She recounts one particular incident from Pahadi village, where they received a complaint from a woman who was beaten bloody by her husband. “We had to first get her medical treatment and then figure out where to keep her. We could not even send her to her ‘maika’ (parents’ house) because they stay in Allahabad, which is quite far, and the means of transport were still unavailable. Eventually, we decided to send her back to her in-laws, but we are keeping in touch with her daily to prevent a repeat occurrence of the incident.” Due to the lockdown, many such survivors from rural areas have had no choice but to continue to stay with their abusers.
Asha, a counsellor from a local organisation Mahoba, states that “sexual violence is the biggest problem, and ever since liquor sales have restarted, things have taken a turn for the worse. Women are having to suffer the most during this time.” An NFHS report (2005-2006) says 35% of Indian women have been subjected to physical or sexual violence. This includes 40% of married women. Considering the ambit of domestic violence, only 10% of women reported that their husbands have physically forced them to have sex.
In ten years there has not been such a high number of complaints within a 68 day period between March and May end.
In a country where marital rape is still not acknowledged by either law or society, it’s hardly a surprise that sexual violence within families goes unreported. Khabar Lahariya’s senior reporter Suneeta Prajapati spoke to the local police officials in Mahoba, who claimed that no complaints of sexual violence have reached them during the lockdown. In some cases of physical violence, the police reach the scene and try to make both parties to “come to an agreement”. In extreme cases, the husband is taken into custody but released after a couple of days because his absence is only more problematic for the woman and children at home. According to UP Police DG Aseem Arun, less than 40% of women even talk about domestic violence, and less than 10% of them take the step to register a police complaint.

- [DATASET EXTRACT]:

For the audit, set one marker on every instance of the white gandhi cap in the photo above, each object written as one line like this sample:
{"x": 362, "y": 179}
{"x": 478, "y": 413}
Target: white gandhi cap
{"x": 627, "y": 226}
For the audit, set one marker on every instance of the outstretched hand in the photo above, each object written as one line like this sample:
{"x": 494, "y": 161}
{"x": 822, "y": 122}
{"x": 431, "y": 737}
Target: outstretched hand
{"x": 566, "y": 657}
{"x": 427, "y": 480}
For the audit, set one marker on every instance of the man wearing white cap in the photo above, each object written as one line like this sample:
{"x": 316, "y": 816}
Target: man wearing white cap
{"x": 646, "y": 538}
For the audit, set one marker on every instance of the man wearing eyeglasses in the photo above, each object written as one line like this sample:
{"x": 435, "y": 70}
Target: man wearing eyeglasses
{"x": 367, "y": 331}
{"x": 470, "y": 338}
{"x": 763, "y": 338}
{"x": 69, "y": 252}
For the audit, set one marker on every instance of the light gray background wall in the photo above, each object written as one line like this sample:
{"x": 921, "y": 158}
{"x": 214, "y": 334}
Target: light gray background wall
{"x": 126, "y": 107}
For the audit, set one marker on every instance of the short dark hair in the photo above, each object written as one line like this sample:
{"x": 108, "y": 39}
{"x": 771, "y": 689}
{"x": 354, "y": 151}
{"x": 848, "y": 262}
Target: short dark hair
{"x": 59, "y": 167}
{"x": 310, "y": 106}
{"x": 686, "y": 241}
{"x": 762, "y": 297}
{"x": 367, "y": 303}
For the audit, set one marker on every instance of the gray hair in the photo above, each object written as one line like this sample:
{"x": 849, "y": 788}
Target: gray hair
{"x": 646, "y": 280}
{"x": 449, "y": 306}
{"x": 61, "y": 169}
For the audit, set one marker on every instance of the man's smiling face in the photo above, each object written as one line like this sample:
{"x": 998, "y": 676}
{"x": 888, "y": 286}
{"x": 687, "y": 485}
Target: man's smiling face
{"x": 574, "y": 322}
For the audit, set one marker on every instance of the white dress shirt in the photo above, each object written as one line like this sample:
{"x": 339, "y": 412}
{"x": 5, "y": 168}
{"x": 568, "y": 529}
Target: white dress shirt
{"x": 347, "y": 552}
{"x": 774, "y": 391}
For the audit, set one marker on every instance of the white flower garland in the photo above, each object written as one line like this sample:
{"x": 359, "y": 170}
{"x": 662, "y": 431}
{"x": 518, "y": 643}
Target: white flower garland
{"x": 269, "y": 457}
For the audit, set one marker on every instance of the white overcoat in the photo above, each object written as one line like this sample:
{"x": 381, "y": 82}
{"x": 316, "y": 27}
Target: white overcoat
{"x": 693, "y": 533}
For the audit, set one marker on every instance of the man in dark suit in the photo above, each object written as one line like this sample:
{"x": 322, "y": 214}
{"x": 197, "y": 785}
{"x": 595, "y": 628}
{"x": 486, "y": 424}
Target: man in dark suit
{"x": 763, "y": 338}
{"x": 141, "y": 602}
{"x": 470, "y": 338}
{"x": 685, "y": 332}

- [WHAT IS BEING ASKED]: Could you carry the text on domestic violence during the lockdown in Mahoba further, picking up after its last sentence? The records are separate material, unrelated to the text on domestic violence during the lockdown.

- [ANSWER SPACE]:
Our correspondent talked to the relatives of three domestic violence survivors which includes two murders during the lockdown, by immolation and assault. The third instance is an audio testimony by a helpless father who knows that his daughter is being tortured physically every day but cannot reach out because of the lockdown. He urges the media and the government to help save his daughter’s life. “Her husband goes out drinking and then comes home and beats her up,” he shares in agony. Many rural men are dealing with the pandemic and its economic and social fallouts by taking out their frustrations on their wives and children, selling their jewellery and snatching whatever little savings they had put aside making the lives of low-income rural women even worse.
On the other hand, the Minister for Women and Child Development claims that increased cases of domestic violence across the country are a false report. She was quoted by The Hindu in dismissing the legitimate concerns regarding women’s safety as “scaremongering done especially with some development partners who are in the NGO sector that 80% of women who are now at homes in India or across the world will be getting beaten up”. If the central government’s response to a clearly documented rise in domestic violence can be so dismissive, one can only imagine the failure of safety mechanisms at the local level.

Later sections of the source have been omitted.